# Start of Excerpted data

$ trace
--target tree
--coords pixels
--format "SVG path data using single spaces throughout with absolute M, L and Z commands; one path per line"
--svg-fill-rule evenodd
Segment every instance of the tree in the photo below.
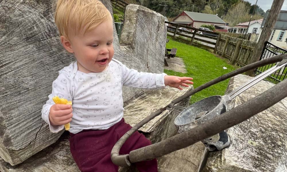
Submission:
M 214 11 L 211 9 L 211 8 L 210 6 L 208 5 L 205 6 L 204 8 L 204 10 L 202 11 L 203 13 L 205 14 L 215 14 L 215 12 Z
M 250 10 L 245 3 L 241 2 L 228 11 L 225 20 L 231 26 L 249 21 L 250 17 L 249 14 Z
M 255 6 L 255 5 L 252 5 L 250 7 L 250 10 L 249 11 L 249 14 L 252 14 L 254 8 L 256 8 L 255 9 L 255 14 L 257 14 L 260 17 L 264 16 L 265 13 L 264 11 L 257 5 Z

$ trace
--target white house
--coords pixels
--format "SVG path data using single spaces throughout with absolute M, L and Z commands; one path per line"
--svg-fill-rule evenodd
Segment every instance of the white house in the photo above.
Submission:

# End of Excerpted data

Exercise prompt: Copy all of the items above line for line, without changing anything, and leave the pictures out.

Result:
$ trace
--target tree
--coords pixels
--format "SVG path data using single spaces throughout with absolute M, L and Z commands; one path per line"
--svg-fill-rule evenodd
Segment every instance of the tree in the photo below.
Submission:
M 214 11 L 211 9 L 211 8 L 210 6 L 208 5 L 205 6 L 204 8 L 204 10 L 202 11 L 203 13 L 205 14 L 215 14 L 215 12 Z
M 250 10 L 245 3 L 241 2 L 228 11 L 225 20 L 231 26 L 249 21 L 250 17 L 249 14 Z
M 255 6 L 255 5 L 252 5 L 250 7 L 250 10 L 249 11 L 249 14 L 252 14 L 254 8 L 256 8 L 255 9 L 255 14 L 257 14 L 260 17 L 264 16 L 265 13 L 264 11 L 257 5 Z

$ trace
--target white house
--coords pixels
--format "SVG path data using single spaces throughout with absolute M, L and Z commands; one path per line"
--svg-fill-rule evenodd
Segment every instance of the white house in the photo above.
Submission:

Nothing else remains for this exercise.